Data to process.
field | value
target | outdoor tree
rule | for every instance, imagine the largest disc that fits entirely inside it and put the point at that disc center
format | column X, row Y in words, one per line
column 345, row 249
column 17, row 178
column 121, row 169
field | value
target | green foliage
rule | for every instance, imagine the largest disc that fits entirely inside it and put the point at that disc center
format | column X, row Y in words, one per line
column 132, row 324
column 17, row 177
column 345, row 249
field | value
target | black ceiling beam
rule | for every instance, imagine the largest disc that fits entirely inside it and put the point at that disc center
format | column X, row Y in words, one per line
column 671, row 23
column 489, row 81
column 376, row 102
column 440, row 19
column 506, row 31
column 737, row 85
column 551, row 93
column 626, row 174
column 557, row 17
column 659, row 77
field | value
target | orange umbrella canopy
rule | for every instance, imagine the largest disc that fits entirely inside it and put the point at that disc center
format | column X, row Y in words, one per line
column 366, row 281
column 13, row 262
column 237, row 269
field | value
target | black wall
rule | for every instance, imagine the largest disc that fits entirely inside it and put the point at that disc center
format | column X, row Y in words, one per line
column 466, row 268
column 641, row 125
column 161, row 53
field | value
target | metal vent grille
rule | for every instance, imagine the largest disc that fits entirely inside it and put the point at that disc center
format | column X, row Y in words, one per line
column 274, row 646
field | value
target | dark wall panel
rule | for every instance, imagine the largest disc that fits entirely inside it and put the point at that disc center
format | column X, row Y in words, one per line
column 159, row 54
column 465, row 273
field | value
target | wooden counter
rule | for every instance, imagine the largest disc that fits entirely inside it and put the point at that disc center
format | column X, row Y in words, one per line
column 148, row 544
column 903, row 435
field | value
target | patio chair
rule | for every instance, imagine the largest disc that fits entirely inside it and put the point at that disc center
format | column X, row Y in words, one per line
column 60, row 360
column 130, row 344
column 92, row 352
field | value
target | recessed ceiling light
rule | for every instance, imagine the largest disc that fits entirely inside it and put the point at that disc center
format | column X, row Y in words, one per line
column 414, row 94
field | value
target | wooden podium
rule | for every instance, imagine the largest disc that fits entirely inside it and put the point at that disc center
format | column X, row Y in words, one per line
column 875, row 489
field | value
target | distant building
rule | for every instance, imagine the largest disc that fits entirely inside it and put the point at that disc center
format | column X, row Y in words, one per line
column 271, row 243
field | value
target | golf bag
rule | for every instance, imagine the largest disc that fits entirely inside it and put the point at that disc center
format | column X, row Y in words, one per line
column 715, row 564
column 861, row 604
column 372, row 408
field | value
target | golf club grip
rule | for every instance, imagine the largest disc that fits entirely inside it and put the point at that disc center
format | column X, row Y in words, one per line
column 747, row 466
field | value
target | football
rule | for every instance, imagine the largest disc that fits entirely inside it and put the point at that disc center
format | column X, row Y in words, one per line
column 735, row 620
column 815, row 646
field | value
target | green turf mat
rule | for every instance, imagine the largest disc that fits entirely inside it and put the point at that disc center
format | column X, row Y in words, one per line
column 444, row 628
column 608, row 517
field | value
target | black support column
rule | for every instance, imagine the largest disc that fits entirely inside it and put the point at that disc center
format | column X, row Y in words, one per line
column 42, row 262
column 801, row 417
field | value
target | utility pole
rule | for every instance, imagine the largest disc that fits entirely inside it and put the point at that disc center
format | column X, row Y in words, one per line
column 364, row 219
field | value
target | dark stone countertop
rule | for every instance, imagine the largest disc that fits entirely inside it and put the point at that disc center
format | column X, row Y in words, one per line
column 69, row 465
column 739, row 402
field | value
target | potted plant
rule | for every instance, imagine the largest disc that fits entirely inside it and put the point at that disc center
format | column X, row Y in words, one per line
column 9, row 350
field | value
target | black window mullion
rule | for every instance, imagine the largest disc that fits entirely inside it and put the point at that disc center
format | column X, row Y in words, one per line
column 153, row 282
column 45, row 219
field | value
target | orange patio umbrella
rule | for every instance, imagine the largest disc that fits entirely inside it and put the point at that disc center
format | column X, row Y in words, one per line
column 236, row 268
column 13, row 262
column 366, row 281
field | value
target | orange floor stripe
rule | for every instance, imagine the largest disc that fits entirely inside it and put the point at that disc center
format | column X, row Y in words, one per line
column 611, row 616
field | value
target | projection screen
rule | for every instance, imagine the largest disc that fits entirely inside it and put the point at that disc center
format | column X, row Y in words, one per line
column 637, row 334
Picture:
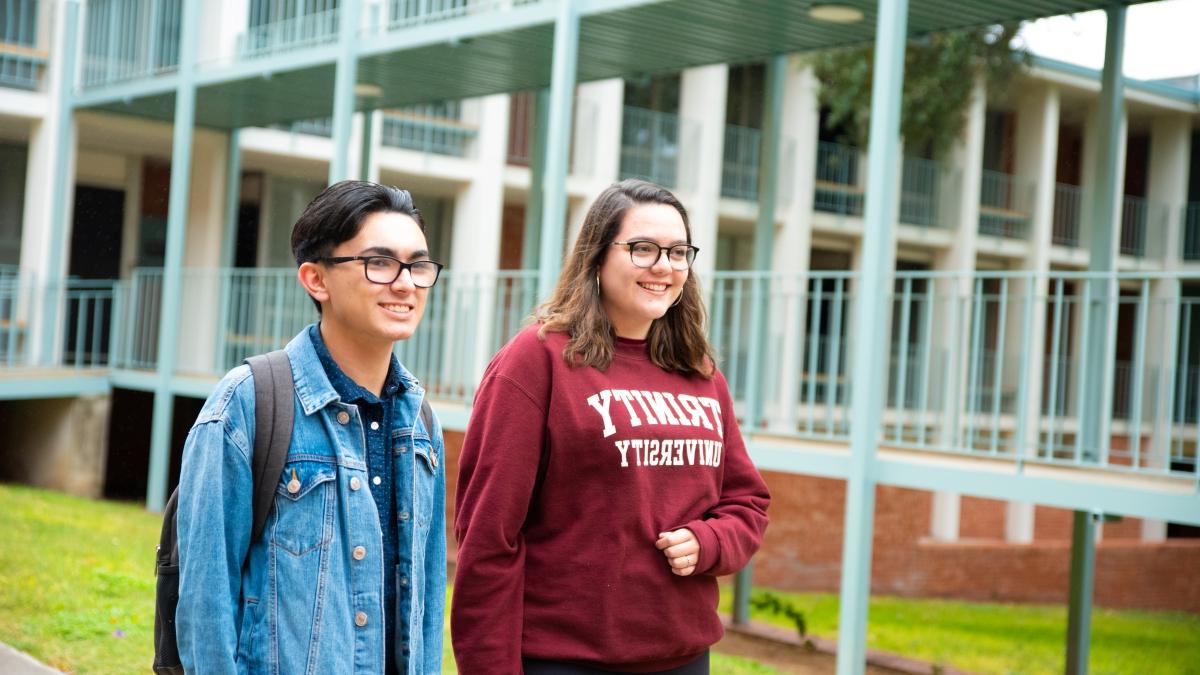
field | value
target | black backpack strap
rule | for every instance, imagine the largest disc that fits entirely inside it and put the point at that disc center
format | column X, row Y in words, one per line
column 274, row 413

Task objective.
Show every line from the listing above that contains the word "black", copying each line in full.

Worked solution.
target | black ceiling beam
target | black wall
target | black support column
target | black window mullion
target | black backpack strap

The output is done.